■ **Assignment**: Would you quote every entry exactly, dropping only the pictures?
:: Exercise material
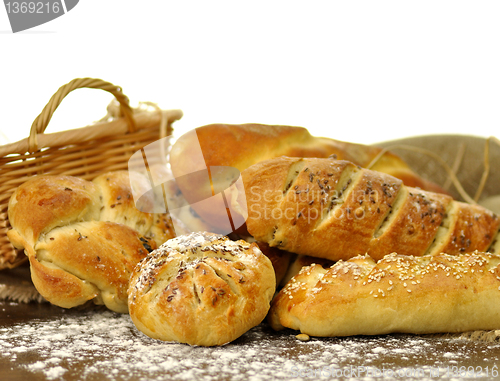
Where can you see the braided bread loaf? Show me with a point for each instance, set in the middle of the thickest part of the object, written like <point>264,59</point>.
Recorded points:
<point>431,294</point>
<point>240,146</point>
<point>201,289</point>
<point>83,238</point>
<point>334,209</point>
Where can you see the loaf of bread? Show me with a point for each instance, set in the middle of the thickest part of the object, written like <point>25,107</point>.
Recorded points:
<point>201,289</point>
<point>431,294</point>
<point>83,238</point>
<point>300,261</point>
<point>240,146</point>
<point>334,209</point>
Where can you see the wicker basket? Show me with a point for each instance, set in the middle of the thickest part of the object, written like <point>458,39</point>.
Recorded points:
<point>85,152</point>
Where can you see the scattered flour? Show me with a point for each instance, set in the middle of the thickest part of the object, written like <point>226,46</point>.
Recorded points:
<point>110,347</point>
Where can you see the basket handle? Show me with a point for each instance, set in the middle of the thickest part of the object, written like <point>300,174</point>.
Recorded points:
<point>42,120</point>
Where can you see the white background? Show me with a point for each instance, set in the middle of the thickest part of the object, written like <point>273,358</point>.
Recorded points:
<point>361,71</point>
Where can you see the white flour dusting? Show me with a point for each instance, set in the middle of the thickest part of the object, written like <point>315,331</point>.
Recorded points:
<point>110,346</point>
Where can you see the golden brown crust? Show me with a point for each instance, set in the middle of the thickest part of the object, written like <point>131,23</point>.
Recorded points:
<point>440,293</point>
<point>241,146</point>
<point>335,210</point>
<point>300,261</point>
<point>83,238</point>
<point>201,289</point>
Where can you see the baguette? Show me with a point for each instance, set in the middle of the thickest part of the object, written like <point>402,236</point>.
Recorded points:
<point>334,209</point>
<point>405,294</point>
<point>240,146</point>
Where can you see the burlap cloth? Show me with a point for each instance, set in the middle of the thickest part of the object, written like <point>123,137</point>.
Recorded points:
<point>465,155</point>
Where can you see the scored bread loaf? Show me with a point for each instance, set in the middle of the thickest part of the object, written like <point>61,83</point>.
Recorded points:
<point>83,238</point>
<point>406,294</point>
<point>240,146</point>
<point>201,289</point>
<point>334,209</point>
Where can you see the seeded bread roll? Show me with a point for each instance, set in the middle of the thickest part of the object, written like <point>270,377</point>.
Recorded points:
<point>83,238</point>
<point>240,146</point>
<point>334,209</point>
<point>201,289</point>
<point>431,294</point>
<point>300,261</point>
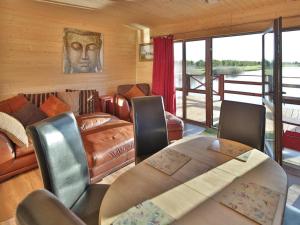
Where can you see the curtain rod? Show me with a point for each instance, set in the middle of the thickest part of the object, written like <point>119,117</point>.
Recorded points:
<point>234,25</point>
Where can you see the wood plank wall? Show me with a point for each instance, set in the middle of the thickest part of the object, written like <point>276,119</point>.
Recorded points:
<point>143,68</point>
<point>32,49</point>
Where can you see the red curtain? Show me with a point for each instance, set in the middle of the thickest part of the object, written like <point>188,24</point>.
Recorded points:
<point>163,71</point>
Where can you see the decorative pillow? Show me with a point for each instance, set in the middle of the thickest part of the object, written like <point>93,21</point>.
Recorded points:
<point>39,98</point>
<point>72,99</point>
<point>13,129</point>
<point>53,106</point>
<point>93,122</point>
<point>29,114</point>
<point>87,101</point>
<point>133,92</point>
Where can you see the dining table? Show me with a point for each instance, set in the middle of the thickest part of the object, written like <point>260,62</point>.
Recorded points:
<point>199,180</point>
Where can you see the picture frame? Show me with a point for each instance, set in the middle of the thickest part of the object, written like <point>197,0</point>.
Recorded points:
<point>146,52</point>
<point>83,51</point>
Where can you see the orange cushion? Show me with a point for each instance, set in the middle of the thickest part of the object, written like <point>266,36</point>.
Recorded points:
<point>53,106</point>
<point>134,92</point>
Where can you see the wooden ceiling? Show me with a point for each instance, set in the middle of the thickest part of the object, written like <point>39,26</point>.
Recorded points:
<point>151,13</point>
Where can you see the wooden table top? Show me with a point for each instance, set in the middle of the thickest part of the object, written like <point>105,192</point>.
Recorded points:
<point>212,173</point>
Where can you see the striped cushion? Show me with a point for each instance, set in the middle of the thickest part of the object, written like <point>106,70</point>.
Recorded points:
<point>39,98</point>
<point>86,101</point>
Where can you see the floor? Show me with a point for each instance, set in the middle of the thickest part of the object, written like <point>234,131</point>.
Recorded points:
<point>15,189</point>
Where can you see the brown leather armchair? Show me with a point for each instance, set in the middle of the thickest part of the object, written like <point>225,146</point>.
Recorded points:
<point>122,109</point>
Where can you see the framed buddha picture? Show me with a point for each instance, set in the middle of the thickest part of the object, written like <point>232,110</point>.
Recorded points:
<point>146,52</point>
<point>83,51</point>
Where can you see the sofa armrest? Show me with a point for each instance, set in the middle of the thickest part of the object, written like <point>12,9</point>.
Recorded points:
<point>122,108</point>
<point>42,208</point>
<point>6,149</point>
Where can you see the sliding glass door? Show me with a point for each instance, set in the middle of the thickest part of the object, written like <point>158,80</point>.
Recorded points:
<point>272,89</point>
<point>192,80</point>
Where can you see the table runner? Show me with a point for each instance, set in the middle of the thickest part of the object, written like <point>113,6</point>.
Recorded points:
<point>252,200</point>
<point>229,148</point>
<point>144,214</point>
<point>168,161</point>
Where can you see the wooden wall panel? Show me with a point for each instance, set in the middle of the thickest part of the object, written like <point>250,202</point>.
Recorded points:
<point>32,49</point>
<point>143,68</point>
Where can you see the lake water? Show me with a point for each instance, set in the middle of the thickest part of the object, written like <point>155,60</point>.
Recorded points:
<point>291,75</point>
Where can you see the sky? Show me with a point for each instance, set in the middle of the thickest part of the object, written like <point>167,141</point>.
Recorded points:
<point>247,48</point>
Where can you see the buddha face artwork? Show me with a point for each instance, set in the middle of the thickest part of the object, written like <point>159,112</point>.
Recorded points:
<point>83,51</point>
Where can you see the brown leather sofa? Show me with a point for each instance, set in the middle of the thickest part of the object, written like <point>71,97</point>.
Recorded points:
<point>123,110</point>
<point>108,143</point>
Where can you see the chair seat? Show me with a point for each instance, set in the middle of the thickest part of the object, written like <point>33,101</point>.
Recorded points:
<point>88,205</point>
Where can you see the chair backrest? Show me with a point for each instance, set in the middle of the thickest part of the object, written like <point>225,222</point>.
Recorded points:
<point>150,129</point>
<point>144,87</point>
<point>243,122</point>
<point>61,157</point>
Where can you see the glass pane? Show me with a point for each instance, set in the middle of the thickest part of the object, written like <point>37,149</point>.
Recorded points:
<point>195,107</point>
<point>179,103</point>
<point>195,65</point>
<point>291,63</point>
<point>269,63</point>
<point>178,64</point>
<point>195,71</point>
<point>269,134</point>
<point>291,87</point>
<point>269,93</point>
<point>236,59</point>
::::
■ **The completed task**:
Where can you see the braided bread loaf? Show me with a point for each instance, set in the middle of the thickest part of the object, written like <point>264,59</point>.
Recorded points:
<point>431,294</point>
<point>240,146</point>
<point>201,289</point>
<point>83,238</point>
<point>334,209</point>
Where can you see the loaf of bread? Show me with a point for each instance, set in the middle of the thickest part of the object, written like <point>25,107</point>.
Recorded points:
<point>201,289</point>
<point>431,294</point>
<point>83,238</point>
<point>300,261</point>
<point>240,146</point>
<point>334,209</point>
Where can you see the wicker basket? Show me with a point for each instance, set in the middle of the thickest part of the object, written like <point>458,39</point>.
Recorded points:
<point>85,152</point>
Where can you see the scattered flour? Show me with a point for each instance, set in the middle of the thickest part of the object, written like <point>226,46</point>.
Recorded points:
<point>110,347</point>
Where can you see the basket handle? Show me with a point for each instance, set in the middle of the thickest part of the object, written like <point>300,174</point>.
Recorded points:
<point>42,120</point>
Where can you see the white background? Show me with a point for each instance, set in the middle of the thickest part of the object, written like <point>273,358</point>.
Recorded points:
<point>361,71</point>
Where can you see the white flour dusting? Show me with a point for each instance, set in the middle of the thickest part of the object, written like <point>315,331</point>.
Recorded points:
<point>110,346</point>
Where can you see the golden brown crust? Show me with a point for each instance, set in the middle of the thickest part of the object, written like <point>131,23</point>.
Recorded points:
<point>440,293</point>
<point>241,146</point>
<point>335,210</point>
<point>300,261</point>
<point>83,238</point>
<point>201,289</point>
Where can you see the baguette? Show me with a point for each instance, set in the middle of the thickest part of the object, written like <point>402,236</point>.
Recorded points:
<point>334,209</point>
<point>405,294</point>
<point>240,146</point>
Where can you see the burlap cloth? Show me with a point for each instance, set in the middle of the thickest part of the object, written like <point>123,137</point>.
Recorded points:
<point>465,155</point>
Where can you see the scored bread loaf? Show me with a point for each instance, set in the middle of the thickest part of the object, written like <point>61,83</point>.
Recorded points:
<point>83,238</point>
<point>406,294</point>
<point>240,146</point>
<point>201,289</point>
<point>334,209</point>
Where can you see the seeded bread roll? Show me with a point for each instance, set in the middle of the thickest part of the object, written like <point>270,377</point>.
Recorded points:
<point>83,238</point>
<point>240,146</point>
<point>334,209</point>
<point>201,289</point>
<point>431,294</point>
<point>300,261</point>
Where can you see the curtain rod? Show me with a point for each instance, set in the middle of the thickest part of the object, written like <point>119,117</point>.
Recorded points:
<point>234,25</point>
Where can you see the wood plank wall? Show me with a point for each instance, set in the middle of the thickest part of the object, written like <point>276,119</point>.
Recorded points:
<point>143,68</point>
<point>32,49</point>
Where can you see the red curtain? Show me with a point for each instance, set in the middle of the thickest part of the object, written like <point>188,24</point>.
Recorded points:
<point>163,71</point>
Where can you see the decorative pillow? Show me with a point for each instance, set in the middle of the thickest part of the object, written like <point>93,21</point>.
Recorded points:
<point>39,98</point>
<point>72,99</point>
<point>13,129</point>
<point>53,106</point>
<point>93,122</point>
<point>29,114</point>
<point>87,101</point>
<point>133,92</point>
Where can you see the dining table? Show me with a point for each instance, set in the middle of the thickest part of the object, written like <point>260,62</point>.
Recorded points:
<point>199,180</point>
Where can you see the picture frame? Show me with a point for each instance, set in the middle of the thickest part of the object, written like <point>197,0</point>.
Recorded points:
<point>146,52</point>
<point>83,51</point>
Where can you see the orange cushion? Show me with a point for each instance, set in the middle of the thickest part of the object, written like <point>266,36</point>.
Recorded points:
<point>53,106</point>
<point>134,92</point>
Where can you see the wooden ceiling? Show me with a point for each instance, set in the middle of the thickest part of the object, written like <point>39,26</point>.
Recorded points:
<point>151,13</point>
Where can you see the wooden table top? Show me with a point for each instance, set in the middle of the thickest part of the object, written like <point>105,192</point>.
Recorded points:
<point>212,173</point>
Where can you see the striped cushion? Show me with a point for each instance, set in the middle of the thickest part of the object, written like <point>106,70</point>.
Recorded points:
<point>39,98</point>
<point>86,101</point>
Where can you see the floor? Show me with a point for each instance, set in the middle of the thickest part of the object, written like <point>234,131</point>.
Recorded points:
<point>15,189</point>
Where can you see the brown leather armchair? Show me with a point for each instance, set in the middle of the thickest part of the object, written like <point>225,146</point>.
Recorded points:
<point>122,109</point>
Where can you see the framed buddha picture? Show me with a point for each instance, set in the middle of the thickest part of the object, written like <point>232,110</point>.
Recorded points:
<point>146,52</point>
<point>83,51</point>
Where can you see the sofa armrest? Show me with a point for each instance, set in the middle of the thickest part of the object, written like <point>12,9</point>.
Recorded points:
<point>122,108</point>
<point>42,208</point>
<point>6,149</point>
Where can you see the sliding glass door? Show me with a point for each instance, set in the middle of the thickest part of the object, written like <point>158,80</point>.
Recorded points:
<point>272,89</point>
<point>192,80</point>
Where can you see the table runner? Show me with a point for each instance, set in the middle of the thickest part of the object, written like <point>113,6</point>.
Recorded points:
<point>252,200</point>
<point>229,148</point>
<point>144,214</point>
<point>168,161</point>
Where can you see the wooden wall panel? Show me with a point for each instance, set in the middle of the thickest part of the object, written like <point>250,202</point>.
Recorded points:
<point>32,49</point>
<point>143,68</point>
Where can you see the lake water? Show me with a point for each instance, set in the middle of the thickest part of the object, written like <point>155,60</point>.
Recorded points:
<point>291,75</point>
Where can you see the sky? Show me with a point for each instance, set in the middle of the thickest part of the object, written like <point>167,141</point>.
Recorded points:
<point>247,48</point>
Where can you see the buddha face artwork? Show me with a point for each instance, set in the middle of the thickest part of the object, written like <point>159,112</point>.
Recorded points:
<point>83,51</point>
Where can you see the brown leather sofa? Show me with a point for each instance, set in the middle of the thickest part of the object, written like <point>71,97</point>.
Recorded points:
<point>123,110</point>
<point>108,143</point>
Where can you see the chair seat? Show me with a point for each instance, set in the middle of the thickest part of the object, written like <point>33,101</point>.
Recorded points:
<point>88,205</point>
Where can you see the chair backrest? Show me with a point for each instance, set in the middle of the thickest part of the object, written like <point>225,222</point>.
Recorded points:
<point>150,129</point>
<point>144,87</point>
<point>243,122</point>
<point>61,157</point>
Where can you see the glass pane? Show me with a point for each instance, set in the middle of the thickest part of the object, written like <point>37,149</point>.
Recorded points:
<point>195,107</point>
<point>179,103</point>
<point>195,65</point>
<point>291,63</point>
<point>269,63</point>
<point>178,64</point>
<point>195,71</point>
<point>269,134</point>
<point>291,87</point>
<point>269,93</point>
<point>236,59</point>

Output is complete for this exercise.